== Brief ==
Repeat, exactly and in full, the lines of the listing below, but without any pictures.

== Record excerpts ==

----

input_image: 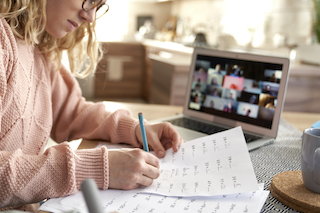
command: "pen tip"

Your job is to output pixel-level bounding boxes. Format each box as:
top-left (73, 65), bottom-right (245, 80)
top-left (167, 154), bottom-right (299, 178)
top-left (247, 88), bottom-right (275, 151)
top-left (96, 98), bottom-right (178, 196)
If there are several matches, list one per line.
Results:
top-left (138, 112), bottom-right (142, 116)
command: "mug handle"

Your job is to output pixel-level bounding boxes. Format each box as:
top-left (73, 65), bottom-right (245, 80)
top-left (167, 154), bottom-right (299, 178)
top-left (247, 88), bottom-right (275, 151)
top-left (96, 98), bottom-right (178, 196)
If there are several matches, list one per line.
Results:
top-left (313, 147), bottom-right (320, 184)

----

== Output below ==
input_image: 
command: "pen tip"

Your job is to output pixel-level bounding boxes. Format each box as:
top-left (73, 65), bottom-right (245, 80)
top-left (167, 154), bottom-right (299, 178)
top-left (247, 88), bottom-right (275, 151)
top-left (96, 98), bottom-right (178, 196)
If there are several matches, list one per line.
Results:
top-left (138, 112), bottom-right (142, 116)
command: "mug handle"

Your job is to output pixel-level bounding boxes. Format each box as:
top-left (73, 65), bottom-right (245, 80)
top-left (167, 154), bottom-right (299, 178)
top-left (247, 88), bottom-right (275, 151)
top-left (96, 98), bottom-right (178, 196)
If there are several matches, list one per line.
Results:
top-left (313, 147), bottom-right (320, 184)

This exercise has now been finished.